[What you are asked to do] Can you copy out, word for word, the stretch of the article on phones and driving from "But while the" through "real world pavement."?

[Reading text]
■ ■ ■ ■ ■ ■ ■

Armed with a PDA & dangerous

(Photo courtesty of Reuters)
It’s a good thing Gertrude Stein never said, “A phone is a phone is a phone.”
 
Clearly, these days, her tautology would be a disconnect, received like a dropped call. The mobile devices we’re so dependent on, attached like an extension of our brains, are so much more. Ultimately, these Swiss Army Knife-like gadgets allow everything to be knowable.
 
But while the smooth, mirrored glass on an iPhone presents a cyber-world, a fun-house from which anyone can observe all the YouTube videos, Facebook updates, Tweets and apps, ad infinitum at an instant—when blended with the speed of driving, it’s enough to send a person careening through the glass of a car windshield onto the hard, real world pavement.
 
Reconciling the two worlds these newfangled lenses open up, will take some discipline, growing pains and if the NTSB has its way, regulation. This past week, in the U.S., the National Transportation Safety Board recommended that every state ban the use of mobile devices in automobiles. That includes hands-free devices too. No texting, no phoning, no nothin’.
 
23 countries including England, Italy, Switzerland, Hungary, Israel and Japan, have enacted handheld cell phone bans while driving.

■ ■ ■ ■ ■ ■ ■

[Information provided]

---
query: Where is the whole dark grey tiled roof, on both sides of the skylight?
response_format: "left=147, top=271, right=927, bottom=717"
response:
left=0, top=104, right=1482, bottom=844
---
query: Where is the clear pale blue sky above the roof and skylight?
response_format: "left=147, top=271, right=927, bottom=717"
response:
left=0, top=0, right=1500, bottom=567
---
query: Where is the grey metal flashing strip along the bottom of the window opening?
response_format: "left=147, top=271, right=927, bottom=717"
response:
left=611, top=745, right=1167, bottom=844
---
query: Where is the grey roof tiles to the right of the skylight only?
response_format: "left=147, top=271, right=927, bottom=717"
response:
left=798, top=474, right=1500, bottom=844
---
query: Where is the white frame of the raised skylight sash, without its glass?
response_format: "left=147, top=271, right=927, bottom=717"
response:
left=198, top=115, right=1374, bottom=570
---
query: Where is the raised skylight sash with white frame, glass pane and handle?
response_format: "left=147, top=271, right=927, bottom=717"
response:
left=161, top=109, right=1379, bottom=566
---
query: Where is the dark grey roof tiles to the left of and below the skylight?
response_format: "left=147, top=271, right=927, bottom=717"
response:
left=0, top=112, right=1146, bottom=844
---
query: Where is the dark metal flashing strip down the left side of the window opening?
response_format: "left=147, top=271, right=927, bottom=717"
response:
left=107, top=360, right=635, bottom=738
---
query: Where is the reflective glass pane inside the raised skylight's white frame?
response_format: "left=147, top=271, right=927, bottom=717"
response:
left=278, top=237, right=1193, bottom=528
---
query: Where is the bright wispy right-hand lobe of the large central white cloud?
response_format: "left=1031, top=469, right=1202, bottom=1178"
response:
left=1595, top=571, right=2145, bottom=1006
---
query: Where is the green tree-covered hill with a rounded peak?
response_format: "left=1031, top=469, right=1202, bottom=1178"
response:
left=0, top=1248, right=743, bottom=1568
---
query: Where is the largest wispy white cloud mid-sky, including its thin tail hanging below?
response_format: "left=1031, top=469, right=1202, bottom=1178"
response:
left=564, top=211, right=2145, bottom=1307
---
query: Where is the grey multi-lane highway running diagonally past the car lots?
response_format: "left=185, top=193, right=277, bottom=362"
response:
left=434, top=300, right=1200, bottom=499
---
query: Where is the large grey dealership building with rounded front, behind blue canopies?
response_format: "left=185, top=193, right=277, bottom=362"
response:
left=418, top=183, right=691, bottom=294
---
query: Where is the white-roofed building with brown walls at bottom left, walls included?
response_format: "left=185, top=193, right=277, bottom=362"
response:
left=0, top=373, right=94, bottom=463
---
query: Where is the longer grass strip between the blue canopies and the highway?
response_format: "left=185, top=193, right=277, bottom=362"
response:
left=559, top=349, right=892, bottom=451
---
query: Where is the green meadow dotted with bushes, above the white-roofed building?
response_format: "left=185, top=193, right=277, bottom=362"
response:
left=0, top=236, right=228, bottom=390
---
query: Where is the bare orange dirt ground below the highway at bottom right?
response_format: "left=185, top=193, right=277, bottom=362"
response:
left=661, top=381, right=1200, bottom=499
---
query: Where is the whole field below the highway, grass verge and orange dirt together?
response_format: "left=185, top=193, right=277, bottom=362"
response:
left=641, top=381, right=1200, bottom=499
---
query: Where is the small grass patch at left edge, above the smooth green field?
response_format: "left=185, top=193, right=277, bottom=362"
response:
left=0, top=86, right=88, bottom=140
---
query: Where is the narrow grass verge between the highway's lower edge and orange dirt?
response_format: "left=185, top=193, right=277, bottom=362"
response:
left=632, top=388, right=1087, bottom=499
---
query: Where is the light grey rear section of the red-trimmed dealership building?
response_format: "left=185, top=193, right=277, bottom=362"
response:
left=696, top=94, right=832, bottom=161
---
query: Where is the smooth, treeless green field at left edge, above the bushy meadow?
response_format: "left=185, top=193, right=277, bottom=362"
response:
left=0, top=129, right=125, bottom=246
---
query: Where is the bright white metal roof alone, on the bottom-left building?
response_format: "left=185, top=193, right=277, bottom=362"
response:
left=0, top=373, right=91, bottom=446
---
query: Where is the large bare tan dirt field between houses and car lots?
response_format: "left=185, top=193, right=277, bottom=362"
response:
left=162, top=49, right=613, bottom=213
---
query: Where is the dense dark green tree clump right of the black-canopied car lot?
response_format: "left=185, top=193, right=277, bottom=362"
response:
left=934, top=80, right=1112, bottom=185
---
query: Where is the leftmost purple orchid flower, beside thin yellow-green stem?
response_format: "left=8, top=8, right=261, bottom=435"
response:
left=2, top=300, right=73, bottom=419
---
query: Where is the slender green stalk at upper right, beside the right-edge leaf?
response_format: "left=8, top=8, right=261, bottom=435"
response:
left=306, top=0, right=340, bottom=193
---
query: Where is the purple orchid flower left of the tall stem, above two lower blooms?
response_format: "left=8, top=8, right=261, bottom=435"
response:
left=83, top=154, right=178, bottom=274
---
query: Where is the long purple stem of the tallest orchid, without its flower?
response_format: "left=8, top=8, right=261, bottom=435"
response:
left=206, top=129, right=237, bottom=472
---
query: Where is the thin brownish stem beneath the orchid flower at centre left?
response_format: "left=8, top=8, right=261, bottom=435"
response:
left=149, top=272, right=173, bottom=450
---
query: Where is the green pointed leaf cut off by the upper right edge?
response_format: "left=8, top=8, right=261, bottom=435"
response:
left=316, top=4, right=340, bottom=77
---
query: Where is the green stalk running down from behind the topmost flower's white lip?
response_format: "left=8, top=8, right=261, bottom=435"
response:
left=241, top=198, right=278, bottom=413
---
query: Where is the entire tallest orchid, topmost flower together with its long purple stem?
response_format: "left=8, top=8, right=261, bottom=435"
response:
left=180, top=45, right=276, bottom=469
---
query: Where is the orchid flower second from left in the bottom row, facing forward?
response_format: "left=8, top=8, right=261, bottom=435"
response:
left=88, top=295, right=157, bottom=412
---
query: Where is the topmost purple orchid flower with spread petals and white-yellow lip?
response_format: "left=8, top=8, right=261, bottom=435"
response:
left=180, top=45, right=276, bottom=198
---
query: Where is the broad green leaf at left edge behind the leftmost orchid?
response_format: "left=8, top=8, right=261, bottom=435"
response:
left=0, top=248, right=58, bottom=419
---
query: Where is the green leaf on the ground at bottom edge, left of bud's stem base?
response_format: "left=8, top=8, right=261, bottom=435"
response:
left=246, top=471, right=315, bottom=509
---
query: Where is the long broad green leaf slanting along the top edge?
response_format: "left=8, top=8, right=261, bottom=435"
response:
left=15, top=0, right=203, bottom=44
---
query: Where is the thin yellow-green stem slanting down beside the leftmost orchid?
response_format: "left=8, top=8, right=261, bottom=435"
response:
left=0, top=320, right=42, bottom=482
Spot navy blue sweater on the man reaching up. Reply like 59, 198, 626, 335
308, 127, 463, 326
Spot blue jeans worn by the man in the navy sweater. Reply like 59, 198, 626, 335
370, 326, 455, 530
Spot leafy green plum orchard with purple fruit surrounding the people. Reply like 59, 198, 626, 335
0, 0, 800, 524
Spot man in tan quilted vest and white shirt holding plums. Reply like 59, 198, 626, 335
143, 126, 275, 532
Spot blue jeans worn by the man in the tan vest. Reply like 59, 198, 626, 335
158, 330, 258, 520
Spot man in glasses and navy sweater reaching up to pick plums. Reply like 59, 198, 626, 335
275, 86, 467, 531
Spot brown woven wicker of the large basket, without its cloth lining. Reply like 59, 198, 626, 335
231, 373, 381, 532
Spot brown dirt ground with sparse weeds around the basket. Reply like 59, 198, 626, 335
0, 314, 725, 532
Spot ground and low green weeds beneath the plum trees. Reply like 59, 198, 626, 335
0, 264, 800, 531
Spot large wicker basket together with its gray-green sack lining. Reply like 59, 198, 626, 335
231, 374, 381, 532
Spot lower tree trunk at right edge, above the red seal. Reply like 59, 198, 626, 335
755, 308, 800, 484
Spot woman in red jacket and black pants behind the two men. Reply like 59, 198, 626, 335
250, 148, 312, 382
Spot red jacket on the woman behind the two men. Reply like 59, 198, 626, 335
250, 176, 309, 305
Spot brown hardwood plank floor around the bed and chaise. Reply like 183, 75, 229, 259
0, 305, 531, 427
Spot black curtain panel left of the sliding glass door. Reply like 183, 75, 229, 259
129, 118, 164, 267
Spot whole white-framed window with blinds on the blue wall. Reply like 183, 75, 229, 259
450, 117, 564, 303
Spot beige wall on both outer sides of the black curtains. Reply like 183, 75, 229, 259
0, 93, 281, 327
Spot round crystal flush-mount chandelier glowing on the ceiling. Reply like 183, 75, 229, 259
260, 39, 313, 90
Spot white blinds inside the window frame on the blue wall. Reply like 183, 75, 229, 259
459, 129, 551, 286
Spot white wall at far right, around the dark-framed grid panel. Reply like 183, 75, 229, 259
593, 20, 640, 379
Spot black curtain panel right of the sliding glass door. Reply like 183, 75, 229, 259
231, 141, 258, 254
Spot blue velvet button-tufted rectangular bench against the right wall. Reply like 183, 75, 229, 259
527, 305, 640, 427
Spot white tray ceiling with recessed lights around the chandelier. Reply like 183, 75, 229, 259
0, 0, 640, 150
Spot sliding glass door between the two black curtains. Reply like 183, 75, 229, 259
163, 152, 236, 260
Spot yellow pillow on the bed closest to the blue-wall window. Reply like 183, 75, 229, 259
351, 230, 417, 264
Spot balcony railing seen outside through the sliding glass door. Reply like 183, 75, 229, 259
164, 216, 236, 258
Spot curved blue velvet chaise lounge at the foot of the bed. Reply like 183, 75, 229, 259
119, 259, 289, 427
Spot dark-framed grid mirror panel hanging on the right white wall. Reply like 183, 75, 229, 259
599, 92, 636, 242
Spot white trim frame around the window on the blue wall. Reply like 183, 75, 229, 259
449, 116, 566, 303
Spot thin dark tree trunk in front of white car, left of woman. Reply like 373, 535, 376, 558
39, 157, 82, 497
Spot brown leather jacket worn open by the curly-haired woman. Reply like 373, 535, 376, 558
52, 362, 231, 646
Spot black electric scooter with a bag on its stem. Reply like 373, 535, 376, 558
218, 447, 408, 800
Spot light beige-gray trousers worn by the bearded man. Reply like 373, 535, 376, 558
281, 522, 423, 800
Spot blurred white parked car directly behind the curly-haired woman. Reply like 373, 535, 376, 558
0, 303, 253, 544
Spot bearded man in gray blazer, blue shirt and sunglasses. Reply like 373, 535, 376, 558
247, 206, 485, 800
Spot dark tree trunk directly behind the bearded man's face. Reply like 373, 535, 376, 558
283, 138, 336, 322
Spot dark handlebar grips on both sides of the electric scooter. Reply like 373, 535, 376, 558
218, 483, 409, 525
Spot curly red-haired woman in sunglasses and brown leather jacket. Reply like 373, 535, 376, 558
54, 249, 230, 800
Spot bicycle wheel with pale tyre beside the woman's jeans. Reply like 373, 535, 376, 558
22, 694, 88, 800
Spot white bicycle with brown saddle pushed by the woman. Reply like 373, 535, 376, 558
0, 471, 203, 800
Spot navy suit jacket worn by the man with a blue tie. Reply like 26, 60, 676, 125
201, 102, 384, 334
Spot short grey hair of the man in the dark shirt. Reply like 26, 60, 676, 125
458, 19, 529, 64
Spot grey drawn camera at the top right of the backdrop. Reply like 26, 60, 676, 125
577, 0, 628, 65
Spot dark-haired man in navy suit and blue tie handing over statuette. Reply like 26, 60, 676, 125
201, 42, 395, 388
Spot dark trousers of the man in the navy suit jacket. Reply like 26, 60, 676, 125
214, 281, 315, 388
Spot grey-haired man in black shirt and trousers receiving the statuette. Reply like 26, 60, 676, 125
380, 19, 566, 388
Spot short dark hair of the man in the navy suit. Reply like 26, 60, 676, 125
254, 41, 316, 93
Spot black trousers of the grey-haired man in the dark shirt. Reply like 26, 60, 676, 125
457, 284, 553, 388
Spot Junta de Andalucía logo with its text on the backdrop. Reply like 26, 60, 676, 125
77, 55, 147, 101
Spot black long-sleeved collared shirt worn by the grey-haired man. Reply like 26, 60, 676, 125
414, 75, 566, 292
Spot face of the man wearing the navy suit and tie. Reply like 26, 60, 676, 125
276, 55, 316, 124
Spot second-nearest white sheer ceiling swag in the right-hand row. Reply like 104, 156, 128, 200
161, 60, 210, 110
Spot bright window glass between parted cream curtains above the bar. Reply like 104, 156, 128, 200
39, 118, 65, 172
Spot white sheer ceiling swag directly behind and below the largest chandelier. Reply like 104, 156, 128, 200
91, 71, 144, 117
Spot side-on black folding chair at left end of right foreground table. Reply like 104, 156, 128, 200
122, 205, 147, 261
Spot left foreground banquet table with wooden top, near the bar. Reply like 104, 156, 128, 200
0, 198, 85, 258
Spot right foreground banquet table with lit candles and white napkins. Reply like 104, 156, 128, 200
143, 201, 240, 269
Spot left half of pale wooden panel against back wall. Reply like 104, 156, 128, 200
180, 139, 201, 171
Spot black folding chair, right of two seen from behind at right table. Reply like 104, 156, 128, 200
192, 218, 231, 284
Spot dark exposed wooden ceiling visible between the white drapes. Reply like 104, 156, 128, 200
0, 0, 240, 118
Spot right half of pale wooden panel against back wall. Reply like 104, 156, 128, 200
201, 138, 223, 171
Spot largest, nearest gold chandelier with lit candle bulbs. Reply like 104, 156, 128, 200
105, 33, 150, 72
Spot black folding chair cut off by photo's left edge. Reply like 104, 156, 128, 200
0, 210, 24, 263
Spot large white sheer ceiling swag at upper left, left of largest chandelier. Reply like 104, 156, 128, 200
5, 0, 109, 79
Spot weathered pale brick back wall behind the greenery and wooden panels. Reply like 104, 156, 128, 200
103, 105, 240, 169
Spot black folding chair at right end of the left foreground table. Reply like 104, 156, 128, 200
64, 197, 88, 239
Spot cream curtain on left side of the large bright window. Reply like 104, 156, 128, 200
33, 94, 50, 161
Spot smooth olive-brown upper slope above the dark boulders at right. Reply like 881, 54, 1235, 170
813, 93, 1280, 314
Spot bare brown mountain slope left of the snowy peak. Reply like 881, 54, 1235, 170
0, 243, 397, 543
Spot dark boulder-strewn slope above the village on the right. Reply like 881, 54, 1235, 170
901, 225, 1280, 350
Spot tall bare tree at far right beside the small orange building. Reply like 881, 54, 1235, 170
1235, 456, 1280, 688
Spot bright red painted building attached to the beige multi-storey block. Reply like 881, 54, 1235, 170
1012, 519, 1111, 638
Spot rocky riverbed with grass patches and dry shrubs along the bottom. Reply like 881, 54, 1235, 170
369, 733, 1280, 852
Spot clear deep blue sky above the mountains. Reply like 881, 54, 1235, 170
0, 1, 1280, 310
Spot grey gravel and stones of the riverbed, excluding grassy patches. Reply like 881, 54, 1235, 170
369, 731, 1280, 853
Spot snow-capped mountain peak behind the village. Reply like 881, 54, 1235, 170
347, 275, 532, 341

■ ■ ■ ■ ■ ■ ■

[Solved exercise]
But while the smooth, mirrored glass on an iPhone presents a cyber-world, a fun-house from which anyone can observe all the YouTube videos, Facebook updates, Tweets and apps, ad infinitum at an instant—when blended with the speed of driving, it’s enough to send a person careening through the glass of a car windshield onto the hard, real world pavement.